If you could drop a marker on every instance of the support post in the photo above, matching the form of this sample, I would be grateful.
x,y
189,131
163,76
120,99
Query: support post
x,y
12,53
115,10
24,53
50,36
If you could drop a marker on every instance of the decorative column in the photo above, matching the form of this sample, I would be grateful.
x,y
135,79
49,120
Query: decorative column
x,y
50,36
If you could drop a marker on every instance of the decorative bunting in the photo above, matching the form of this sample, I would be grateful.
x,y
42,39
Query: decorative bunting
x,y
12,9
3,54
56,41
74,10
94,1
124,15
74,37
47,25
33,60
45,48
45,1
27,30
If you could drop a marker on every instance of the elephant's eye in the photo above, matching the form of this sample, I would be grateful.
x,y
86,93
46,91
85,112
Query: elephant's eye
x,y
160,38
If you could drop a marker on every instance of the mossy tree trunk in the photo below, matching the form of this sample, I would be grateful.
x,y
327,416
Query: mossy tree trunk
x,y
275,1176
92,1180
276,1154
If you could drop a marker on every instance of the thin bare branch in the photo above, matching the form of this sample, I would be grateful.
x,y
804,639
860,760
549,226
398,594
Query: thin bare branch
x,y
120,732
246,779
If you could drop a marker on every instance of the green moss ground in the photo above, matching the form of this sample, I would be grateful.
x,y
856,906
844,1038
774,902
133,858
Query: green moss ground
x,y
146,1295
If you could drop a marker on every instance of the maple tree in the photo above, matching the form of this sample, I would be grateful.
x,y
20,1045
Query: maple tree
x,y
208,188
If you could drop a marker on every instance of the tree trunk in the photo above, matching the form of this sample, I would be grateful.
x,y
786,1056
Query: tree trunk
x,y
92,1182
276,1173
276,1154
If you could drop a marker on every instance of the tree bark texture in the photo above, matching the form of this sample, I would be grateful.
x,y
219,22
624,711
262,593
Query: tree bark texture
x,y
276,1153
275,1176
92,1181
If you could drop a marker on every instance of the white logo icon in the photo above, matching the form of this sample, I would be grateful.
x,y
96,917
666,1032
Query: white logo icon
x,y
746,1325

§ TASK DESCRIPTION: Every line above needs to be retyped exactly.

§ THE RESULT:
If you could drop a marker on every instance of the support post in the photo above, matching the form of this sample, I would be grateful.
x,y
189,131
163,76
120,99
Query: support post
x,y
12,53
115,10
24,53
50,36
If you could drop a marker on every instance of the decorative column in the photo above, matching the form of this sample, I would be grateful.
x,y
135,79
49,120
Query: decorative column
x,y
50,36
If you could drop a marker on every instance of the decorative bunting in the photo above, matching the form of this sample, I would be grateful.
x,y
42,39
Query: decorative bunting
x,y
12,9
3,54
56,41
74,10
94,1
124,15
74,37
47,25
33,60
45,48
45,1
27,30
If you could drop a marker on every instance of the elephant's eye in the photo above, matching the form of this sample, I would be grateful.
x,y
86,93
46,91
85,112
Query: elephant's eye
x,y
160,38
If you could drop a marker on every instance of the mossy tree trunk in the photo below, matching the form of this sample, I would be grateful.
x,y
327,416
Query: mossy tree trunk
x,y
275,1176
92,1180
276,1154
If you could drop a marker on every instance of the thin bare branch in the photo above, matching the form of this sample, I would be grateful.
x,y
804,639
860,760
549,226
398,594
Query: thin bare branch
x,y
120,732
246,779
If you could drop a marker on every instance of the green moss ground in the photo above, matching the form of this sample, I would be grateful.
x,y
856,906
844,1038
774,902
133,858
Query: green moss ground
x,y
146,1295
If you could drop a marker on every instance of the maple tree in the photo above, matching the form of this sample, I would be grateful.
x,y
20,1045
Query: maple tree
x,y
208,188
If you could drop a marker on every instance of the tree trunk in the photo above, matching the form of this sample, I would be grateful.
x,y
786,1056
Query: tree trunk
x,y
92,1182
276,1173
276,1154
If you could drop a marker on every instance of the tree bark texture in the photo above, matching the form of this sample, I would be grateful.
x,y
219,22
624,711
262,593
Query: tree bark texture
x,y
276,1153
275,1176
92,1181
If you could drop a marker on every instance of the white logo icon in the photo above, matching the form of this sample, I would be grateful.
x,y
96,917
666,1032
Query: white logo icon
x,y
746,1325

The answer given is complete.